# Entries
-.-.-

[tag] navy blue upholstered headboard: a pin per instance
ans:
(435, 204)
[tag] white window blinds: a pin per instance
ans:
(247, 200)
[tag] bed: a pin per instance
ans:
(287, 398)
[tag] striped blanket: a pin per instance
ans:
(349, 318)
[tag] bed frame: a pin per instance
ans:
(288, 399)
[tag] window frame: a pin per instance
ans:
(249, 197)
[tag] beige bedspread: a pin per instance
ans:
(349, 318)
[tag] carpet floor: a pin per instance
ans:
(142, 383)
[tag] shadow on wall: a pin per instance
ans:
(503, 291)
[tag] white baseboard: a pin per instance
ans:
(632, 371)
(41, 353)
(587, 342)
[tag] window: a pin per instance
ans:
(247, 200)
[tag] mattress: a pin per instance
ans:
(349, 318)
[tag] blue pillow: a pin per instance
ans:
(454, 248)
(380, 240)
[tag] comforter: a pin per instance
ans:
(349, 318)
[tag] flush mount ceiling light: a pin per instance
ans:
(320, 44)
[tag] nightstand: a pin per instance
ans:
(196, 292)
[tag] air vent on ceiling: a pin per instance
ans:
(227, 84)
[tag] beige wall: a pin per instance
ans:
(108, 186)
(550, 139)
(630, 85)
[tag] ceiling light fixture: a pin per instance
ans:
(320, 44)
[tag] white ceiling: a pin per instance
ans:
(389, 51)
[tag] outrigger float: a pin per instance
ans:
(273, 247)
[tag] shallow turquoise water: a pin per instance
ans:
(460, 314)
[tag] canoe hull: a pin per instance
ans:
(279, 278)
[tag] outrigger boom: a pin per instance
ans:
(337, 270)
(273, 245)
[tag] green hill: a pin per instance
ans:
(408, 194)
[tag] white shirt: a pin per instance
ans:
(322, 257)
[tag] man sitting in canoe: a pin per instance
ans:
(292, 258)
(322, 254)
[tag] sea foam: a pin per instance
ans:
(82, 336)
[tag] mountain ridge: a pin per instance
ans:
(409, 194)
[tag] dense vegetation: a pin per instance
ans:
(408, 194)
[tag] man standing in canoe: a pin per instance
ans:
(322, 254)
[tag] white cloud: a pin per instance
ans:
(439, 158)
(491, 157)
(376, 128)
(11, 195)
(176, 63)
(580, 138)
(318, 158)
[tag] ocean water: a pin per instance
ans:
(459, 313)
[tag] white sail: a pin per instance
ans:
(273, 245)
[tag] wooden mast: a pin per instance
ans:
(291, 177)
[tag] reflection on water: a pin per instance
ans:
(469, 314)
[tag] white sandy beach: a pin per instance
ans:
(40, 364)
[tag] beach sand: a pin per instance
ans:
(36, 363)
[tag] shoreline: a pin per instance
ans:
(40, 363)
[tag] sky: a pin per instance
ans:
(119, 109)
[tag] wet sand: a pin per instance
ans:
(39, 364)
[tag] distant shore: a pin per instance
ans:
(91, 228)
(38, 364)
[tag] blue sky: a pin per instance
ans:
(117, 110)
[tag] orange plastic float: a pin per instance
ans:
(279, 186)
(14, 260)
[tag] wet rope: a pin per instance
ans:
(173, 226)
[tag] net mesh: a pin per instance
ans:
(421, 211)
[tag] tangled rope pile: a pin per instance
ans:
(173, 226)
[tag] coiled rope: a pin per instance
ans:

-.-.-

# Required work
Reproduce all of the lines above word for word, with no changes.

# Correct response
[tag] navy blue upholstered headboard: a pin per instance
ans:
(435, 204)
[tag] white window blinds: a pin per instance
ans:
(247, 200)
[tag] bed: a pin per instance
ans:
(287, 398)
[tag] striped blanket: a pin per instance
ans:
(349, 318)
[tag] bed frame: a pin per instance
ans:
(288, 399)
[tag] window frame: a pin per instance
ans:
(249, 197)
[tag] beige bedspread: a pin per instance
ans:
(349, 318)
[tag] carpet floor: a pin per instance
ans:
(142, 383)
[tag] shadow on wall: a pin per instance
ans:
(503, 291)
[tag] white baseboard: a pin per instance
ans:
(632, 371)
(41, 353)
(587, 342)
[tag] window: a pin per instance
ans:
(247, 200)
[tag] mattress: a pin per instance
ans:
(349, 318)
[tag] blue pillow: a pin per instance
ans:
(454, 248)
(380, 240)
[tag] comforter: a pin per instance
ans:
(349, 318)
[tag] flush mount ceiling light: a pin per instance
ans:
(320, 44)
[tag] nightstand: a pin per instance
ans:
(196, 292)
[tag] air vent on ceiling: a pin per instance
ans:
(227, 84)
[tag] beige wall: a pin per instance
ans:
(108, 186)
(550, 139)
(630, 85)
[tag] ceiling light fixture: a pin per instance
ans:
(320, 44)
[tag] white ceiling: a pin per instance
ans:
(389, 51)
[tag] outrigger float: a pin per instance
ans:
(273, 247)
[tag] shallow turquoise water: a pin per instance
ans:
(460, 314)
[tag] canoe hull: a pin per instance
ans:
(279, 278)
[tag] outrigger boom: a pin per instance
ans:
(337, 270)
(273, 245)
[tag] green hill: a pin per instance
ans:
(408, 194)
[tag] white shirt: a pin per instance
ans:
(322, 257)
[tag] man sitting in canoe: a pin per instance
ans:
(292, 258)
(322, 254)
[tag] sea foam: a pin per instance
ans:
(82, 336)
[tag] mountain ridge: a pin per instance
ans:
(409, 194)
[tag] dense vegetation: a pin per instance
ans:
(408, 194)
[tag] man standing in canoe: a pin per instance
ans:
(322, 254)
[tag] white cloud: a pin per instance
ans:
(439, 158)
(491, 157)
(376, 128)
(11, 195)
(176, 63)
(580, 138)
(318, 158)
[tag] ocean water: a pin per instance
ans:
(459, 313)
[tag] white sail: a pin per instance
ans:
(273, 245)
[tag] wooden mast: a pin per instance
ans:
(291, 177)
[tag] reflection on water: a pin per instance
ans:
(469, 314)
[tag] white sandy beach: a pin per instance
ans:
(40, 364)
[tag] beach sand: a pin per instance
ans:
(36, 363)
[tag] shoreline: a pin per instance
ans:
(40, 363)
[tag] sky: a pin per instance
ans:
(119, 109)
[tag] wet sand: a pin per instance
ans:
(39, 364)
[tag] distant shore: a pin per instance
ans:
(91, 228)
(38, 364)
[tag] blue sky: a pin per instance
ans:
(117, 110)
[tag] orange plastic float: a pin per instance
ans:
(279, 186)
(14, 260)
[tag] wet rope: a pin per instance
ans:
(173, 226)
[tag] net mesh: a pin per instance
ans:
(421, 211)
[tag] tangled rope pile: a pin per instance
ans:
(173, 226)
[tag] coiled rope: a pin per instance
ans:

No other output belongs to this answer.